Passage given:
□ □ □ □ □ □ □

I missed that arm64 has also this but only if the online path fails kind
of early, see
	04e613ded8c26 ("arm64: smp: Tell RCU about CPUs that fail to come online")

so this not the "normal" case but an exception. Mips seems to be doing
something different here. I am not sure if this is the only thing that
is missing.

> Best,
> Jonas

Sebastian
Re: [PATCH] MIPS: smp: report dying CPU to RCU in stop_this_cpu()
Posted by Jonas Jelonek 2 days, 20 hours ago
Hi,

On 05.06.26 12:34, Sebastian Andrzej Siewior wrote:
> Does 
> 	echo 0 > /sys/devices/system/cpu/cpu1/online
>
> lead to the same problem?

Funny, my device doesn't have this 'online' file, neither for the
other CPUs. So it seems this CPU hotplug isn't supported/used here?
Or am I missing a Kconfig option for that?

I'm working on a Realtek RTL931x SoC here, it has MIPS interAptiv
cores. I can provide more information if needed.

> I missed that arm64 has also this but only if the online path fails kind
> of early, see
> 	04e613ded8c26 ("arm64: smp: Tell RCU about CPUs that fail to come online")

□ □ □ □ □ □ □

Stored entries:
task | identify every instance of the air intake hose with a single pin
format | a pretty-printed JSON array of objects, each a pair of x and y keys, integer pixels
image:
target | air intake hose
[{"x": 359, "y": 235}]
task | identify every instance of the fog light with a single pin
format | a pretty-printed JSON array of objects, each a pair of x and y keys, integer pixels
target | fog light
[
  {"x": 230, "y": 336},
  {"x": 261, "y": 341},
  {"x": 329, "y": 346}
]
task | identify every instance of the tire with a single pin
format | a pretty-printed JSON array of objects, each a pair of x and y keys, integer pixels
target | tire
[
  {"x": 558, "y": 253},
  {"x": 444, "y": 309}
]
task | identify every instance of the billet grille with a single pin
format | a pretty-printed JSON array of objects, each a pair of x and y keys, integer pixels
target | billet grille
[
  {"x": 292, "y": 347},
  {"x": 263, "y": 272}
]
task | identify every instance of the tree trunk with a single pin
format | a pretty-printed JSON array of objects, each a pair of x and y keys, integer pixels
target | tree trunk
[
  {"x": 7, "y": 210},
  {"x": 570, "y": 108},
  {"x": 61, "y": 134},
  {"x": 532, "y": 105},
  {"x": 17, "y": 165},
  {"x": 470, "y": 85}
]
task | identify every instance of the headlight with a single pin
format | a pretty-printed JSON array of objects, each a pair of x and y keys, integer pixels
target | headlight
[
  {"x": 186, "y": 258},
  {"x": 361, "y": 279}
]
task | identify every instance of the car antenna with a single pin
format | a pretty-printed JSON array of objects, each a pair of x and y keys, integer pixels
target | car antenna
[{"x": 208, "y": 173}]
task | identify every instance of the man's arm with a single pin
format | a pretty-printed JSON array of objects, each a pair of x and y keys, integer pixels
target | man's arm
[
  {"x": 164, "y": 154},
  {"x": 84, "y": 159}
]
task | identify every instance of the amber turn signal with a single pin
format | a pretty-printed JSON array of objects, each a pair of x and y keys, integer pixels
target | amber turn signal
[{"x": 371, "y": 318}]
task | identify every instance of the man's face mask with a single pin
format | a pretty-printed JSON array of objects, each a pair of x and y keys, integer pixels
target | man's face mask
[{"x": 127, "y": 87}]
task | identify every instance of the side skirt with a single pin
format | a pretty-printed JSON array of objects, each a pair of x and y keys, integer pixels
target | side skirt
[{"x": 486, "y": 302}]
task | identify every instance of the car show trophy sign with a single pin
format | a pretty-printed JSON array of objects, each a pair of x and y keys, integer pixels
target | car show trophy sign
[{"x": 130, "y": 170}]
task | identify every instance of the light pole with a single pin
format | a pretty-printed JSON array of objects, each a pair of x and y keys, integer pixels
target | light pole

□ □ □ □ □ □ □

Requirement A:
Answer these questions from the MIPS patch thread:
(i) What SoC is Jonas Jelonek working on?
(ii) Which commit hash is cited for the arm64 change?
(iii) Which file does Jonas report his device lacks for the other CPUs as well?
Requirement B: In the MIPS patch thread, why does Sebastian call the arm64 behavior an exception rather than the normal case? Answer in one to three sentences.
Requirement C: Continue the MIPS patch thread from the point where it stops.

Exercise result A:
(i) A Realtek RTL931x SoC
(ii) 04e613ded8c26
(iii) The 'online' file

Exercise result B: Arm64 tells RCU about a CPU only when the online path fails fairly early. That is why Sebastian treats it as an exception rather than the normal case.

Exercise result C:
>
> so this not the "normal" case but an exception. Mips seems to be doing
> something different here. I am not sure if this is the only thing that
> is missing.
>
>> Best,
>> Jonas
> Sebastian

Best,
Jonas
Re: [PATCH] MIPS: smp: report dying CPU to RCU in stop_this_cpu()
Posted by Huacai Chen 3 days, 4 hours ago
Hi, Jonas,

On Fri, Jun 5, 2026 at 2:25 AM Jonas Jelonek <jelonek.jonas@gmail.com> wrote:
>
> smp_send_stop() parks all secondary CPUs in stop_this_cpu(). The function
> marks the CPU offline for the scheduler via set_cpu_online(false) but
> never informs RCU, so RCU keeps expecting a quiescent state from CPUs
> that are now spinning forever with interrupts disabled.
>
> As long as nothing waits for an RCU grace period after smp_send_stop()
> this is harmless, which is why it went unnoticed. Since commit
> 91840be8f710 ("irq_work: Fix use-after-free in irq_work_single() on PREEMPT_RT")
> however, irq_work_sync() calls synchronize_rcu() on architectures without
> an irq_work self-IPI, i.e. where arch_irq_work_has_interrupt() returns
> false. That is the asm-generic default used by MIPS. Any irq_work_sync()
> issued in the reboot/shutdown path after smp_send_stop() then blocks on
> a grace period that can never complete, hanging the reboot:
>
>   WARNING: CPU: 0 PID: 15 at kernel/irq_work.c:144 irq_work_queue_on
>   ...
>   rcu: INFO: rcu_sched detected stalls on CPUs/tasks:
>   rcu: Offline CPU 1 blocking current GP.
>   rcu: Offline CPU 2 blocking current GP.
>   rcu: Offline CPU 3 blocking current GP.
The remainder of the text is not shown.